■ **TASK DETAILS**
Report each line from the records where the string "porch" turns up.

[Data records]
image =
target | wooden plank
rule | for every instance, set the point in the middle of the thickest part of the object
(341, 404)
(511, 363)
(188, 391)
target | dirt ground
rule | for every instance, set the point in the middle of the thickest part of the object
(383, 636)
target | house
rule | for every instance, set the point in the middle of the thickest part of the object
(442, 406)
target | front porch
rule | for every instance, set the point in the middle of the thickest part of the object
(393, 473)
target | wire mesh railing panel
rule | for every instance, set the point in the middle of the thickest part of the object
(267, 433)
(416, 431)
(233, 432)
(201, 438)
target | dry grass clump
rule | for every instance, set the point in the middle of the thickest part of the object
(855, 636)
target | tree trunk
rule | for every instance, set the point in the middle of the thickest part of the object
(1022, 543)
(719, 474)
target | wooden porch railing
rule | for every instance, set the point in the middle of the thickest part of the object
--
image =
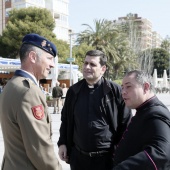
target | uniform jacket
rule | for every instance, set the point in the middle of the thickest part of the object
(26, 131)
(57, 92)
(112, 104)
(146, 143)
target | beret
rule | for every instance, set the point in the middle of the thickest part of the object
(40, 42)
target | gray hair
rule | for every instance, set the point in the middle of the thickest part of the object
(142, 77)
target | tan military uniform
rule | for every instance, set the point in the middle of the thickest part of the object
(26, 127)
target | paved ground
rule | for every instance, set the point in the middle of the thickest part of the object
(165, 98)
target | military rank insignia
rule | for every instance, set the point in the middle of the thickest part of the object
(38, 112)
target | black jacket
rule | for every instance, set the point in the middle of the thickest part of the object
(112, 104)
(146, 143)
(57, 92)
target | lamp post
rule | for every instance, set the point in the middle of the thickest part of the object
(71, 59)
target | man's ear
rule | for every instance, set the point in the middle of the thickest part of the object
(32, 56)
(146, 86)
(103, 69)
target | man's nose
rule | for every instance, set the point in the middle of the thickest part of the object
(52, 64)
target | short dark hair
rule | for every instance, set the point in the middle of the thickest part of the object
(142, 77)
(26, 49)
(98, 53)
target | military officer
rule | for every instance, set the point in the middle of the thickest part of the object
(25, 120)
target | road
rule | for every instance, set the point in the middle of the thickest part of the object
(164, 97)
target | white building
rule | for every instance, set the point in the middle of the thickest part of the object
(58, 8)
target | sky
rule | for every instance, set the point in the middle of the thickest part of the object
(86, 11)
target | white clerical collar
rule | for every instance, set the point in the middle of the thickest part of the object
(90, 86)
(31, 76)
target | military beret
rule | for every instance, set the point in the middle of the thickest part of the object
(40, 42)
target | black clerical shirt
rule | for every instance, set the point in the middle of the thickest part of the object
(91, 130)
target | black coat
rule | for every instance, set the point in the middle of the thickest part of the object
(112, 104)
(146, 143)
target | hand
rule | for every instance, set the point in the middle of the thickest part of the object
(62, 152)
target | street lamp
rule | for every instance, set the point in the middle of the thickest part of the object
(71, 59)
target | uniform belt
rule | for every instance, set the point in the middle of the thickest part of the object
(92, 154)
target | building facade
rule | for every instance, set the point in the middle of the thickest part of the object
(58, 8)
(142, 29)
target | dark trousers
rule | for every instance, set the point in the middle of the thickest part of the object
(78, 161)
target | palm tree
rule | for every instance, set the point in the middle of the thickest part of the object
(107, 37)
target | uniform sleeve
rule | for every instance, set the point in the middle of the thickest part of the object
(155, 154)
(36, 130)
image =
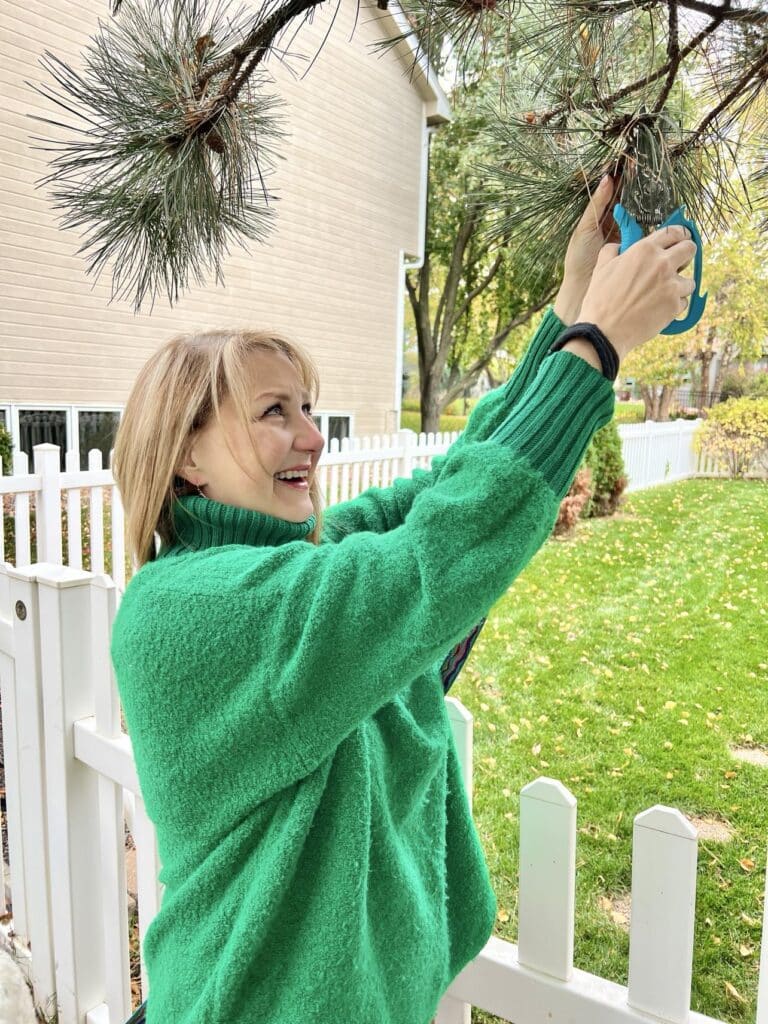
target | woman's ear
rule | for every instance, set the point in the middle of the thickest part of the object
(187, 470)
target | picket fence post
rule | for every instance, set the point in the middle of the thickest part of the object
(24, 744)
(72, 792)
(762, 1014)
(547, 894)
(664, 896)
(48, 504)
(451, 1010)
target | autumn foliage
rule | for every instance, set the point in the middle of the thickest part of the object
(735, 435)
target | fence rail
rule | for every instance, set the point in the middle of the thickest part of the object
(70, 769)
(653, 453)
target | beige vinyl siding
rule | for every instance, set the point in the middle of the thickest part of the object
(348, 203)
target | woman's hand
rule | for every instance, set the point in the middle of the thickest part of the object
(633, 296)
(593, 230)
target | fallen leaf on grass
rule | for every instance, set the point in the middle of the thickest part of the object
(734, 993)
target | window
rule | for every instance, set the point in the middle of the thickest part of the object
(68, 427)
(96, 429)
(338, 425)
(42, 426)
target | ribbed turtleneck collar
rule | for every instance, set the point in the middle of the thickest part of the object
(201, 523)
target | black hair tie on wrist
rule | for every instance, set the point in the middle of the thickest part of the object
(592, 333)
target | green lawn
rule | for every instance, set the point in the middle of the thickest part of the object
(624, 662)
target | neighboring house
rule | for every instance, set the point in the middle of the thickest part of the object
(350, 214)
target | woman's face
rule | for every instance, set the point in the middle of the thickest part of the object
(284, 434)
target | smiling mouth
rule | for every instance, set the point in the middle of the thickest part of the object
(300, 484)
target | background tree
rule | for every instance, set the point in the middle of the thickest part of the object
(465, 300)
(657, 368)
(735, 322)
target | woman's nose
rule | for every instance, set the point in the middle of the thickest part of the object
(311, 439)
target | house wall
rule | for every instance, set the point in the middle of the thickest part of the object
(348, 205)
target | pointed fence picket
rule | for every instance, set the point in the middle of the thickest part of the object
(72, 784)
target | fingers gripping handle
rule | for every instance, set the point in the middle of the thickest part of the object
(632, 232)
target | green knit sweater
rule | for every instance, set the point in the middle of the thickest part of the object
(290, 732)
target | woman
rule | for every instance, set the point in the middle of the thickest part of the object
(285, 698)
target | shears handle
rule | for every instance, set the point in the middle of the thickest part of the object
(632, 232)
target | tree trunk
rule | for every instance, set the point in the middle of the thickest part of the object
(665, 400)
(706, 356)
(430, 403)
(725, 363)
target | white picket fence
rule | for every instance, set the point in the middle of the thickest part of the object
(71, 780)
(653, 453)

■ **TASK RESULT**
target | front porch
target | wooden porch railing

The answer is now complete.